◆ Extract to read:
··········
Electra Tzourtzevits

Personal information
- Date of birth: 5 January 2007 (age 19)
- Place of birth: Thessaloniki, Greece
- Height: 1.72 m (5 ft 8 in)
- Position: Forward

Team information
- Current team: Panathinaikos

Youth career
- 2017–2021: Mentekas Kalamarias
- 2021–2023: PAOK

Senior career*
- Years: Team / Apps / (Gls)
- 2023–2026: PAOK / 55 / (10)
- 2026–: Panathinaikos / 1 / (0)

International career^{‡}
- 2022–2024: Greece U17 / 11 / (1)
- 2024–: Greece U19 / 17 / (2)
- 2025–: Greece / 5 / (1)

= Electra Tzourtzevits =

Greek footballer (born 2007)

Electra Tzourtzevits (Ηλέκτρα Τζούρτζεβιτς, born 5 January 2007) is a Greek footballer who plays as a forward for Panathinaikos in the Greek A Division and for the Greece national team.
··········
◆ Recorded data:
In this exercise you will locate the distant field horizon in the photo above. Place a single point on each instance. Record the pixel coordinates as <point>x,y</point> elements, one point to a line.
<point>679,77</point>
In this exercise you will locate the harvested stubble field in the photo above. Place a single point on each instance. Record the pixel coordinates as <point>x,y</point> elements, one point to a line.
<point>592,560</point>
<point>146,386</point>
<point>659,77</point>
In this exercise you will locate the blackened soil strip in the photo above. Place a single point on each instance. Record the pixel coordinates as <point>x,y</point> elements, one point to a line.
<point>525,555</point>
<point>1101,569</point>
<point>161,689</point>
··········
◆ Required work:
1. Reproduce the footballer profile word for word from "- 2025–: Greece" to "Greece national team.".
2. Please rewrite every line of the records as a numbered list, skipping any blank lines.

◆ Solution list:
1.
- 2025–: Greece / 5 / (1)

= Electra Tzourtzevits =

Greek footballer (born 2007)

Electra Tzourtzevits (Ηλέκτρα Τζούρτζεβιτς, born 5 January 2007) is a Greek footballer who plays as a forward for Panathinaikos in the Greek A Division and for the Greece national team.

2.
1. In this exercise you will locate the distant field horizon in the photo above. Place a single point on each instance. Record the pixel coordinates as <point>x,y</point> elements, one point to a line.
2. <point>679,77</point>
3. In this exercise you will locate the harvested stubble field in the photo above. Place a single point on each instance. Record the pixel coordinates as <point>x,y</point> elements, one point to a line.
4. <point>592,560</point>
5. <point>146,386</point>
6. <point>659,77</point>
7. In this exercise you will locate the blackened soil strip in the photo above. Place a single point on each instance. Record the pixel coordinates as <point>x,y</point> elements, one point to a line.
8. <point>525,555</point>
9. <point>1101,569</point>
10. <point>161,689</point>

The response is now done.